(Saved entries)

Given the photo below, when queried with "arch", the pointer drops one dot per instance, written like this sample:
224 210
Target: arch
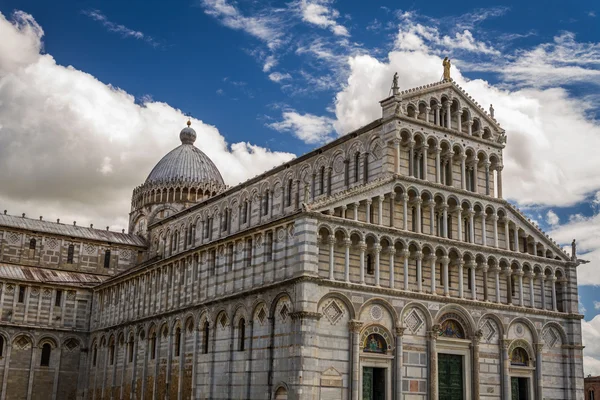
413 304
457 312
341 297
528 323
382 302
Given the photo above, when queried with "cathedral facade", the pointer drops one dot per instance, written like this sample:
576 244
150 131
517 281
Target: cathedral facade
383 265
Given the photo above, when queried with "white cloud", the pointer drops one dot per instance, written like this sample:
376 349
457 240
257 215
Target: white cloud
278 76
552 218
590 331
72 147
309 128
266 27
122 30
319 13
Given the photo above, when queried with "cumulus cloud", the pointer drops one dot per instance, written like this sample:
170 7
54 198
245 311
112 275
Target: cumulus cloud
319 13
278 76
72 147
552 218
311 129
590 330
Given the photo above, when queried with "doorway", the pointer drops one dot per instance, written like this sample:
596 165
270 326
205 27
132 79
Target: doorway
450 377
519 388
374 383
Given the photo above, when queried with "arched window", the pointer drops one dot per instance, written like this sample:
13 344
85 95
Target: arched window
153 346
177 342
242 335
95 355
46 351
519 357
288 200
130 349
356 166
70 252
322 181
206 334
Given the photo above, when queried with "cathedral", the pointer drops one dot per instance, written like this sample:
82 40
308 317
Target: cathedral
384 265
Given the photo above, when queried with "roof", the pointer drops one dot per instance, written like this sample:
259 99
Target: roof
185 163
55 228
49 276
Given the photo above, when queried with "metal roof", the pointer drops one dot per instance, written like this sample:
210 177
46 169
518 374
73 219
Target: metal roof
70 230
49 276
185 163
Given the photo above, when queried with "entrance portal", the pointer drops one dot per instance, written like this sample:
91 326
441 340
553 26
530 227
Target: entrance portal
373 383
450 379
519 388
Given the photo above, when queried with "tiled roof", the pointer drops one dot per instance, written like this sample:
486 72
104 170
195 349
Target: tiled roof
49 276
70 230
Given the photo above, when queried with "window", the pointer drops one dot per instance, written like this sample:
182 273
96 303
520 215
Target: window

--

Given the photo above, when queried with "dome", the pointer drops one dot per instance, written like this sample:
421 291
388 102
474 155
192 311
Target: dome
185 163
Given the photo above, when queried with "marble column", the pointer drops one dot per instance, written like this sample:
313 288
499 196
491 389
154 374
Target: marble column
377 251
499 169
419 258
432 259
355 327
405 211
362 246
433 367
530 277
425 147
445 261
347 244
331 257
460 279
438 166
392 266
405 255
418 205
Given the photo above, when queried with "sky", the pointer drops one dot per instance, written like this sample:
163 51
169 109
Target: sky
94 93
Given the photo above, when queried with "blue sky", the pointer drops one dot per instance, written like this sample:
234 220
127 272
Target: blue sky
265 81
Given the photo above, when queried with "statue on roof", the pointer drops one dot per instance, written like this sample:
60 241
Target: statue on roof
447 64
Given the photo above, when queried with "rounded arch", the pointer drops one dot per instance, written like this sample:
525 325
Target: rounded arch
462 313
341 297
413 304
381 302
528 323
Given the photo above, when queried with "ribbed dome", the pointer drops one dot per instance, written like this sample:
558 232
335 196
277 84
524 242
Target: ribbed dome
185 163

> **INSTRUCTIONS TO FOLLOW**:
All that should be written out is the stretch of lines above between the one holding "Target: tiled roof" and the one holding "Target: window", inclusive, exactly as given.

> **YOUR SOLUTION**:
Target: tiled roof
49 276
70 230
Given the photo above, when queried with "window", the pointer drops one dot per instance, written like this sample:
182 273
96 303
520 215
Target: window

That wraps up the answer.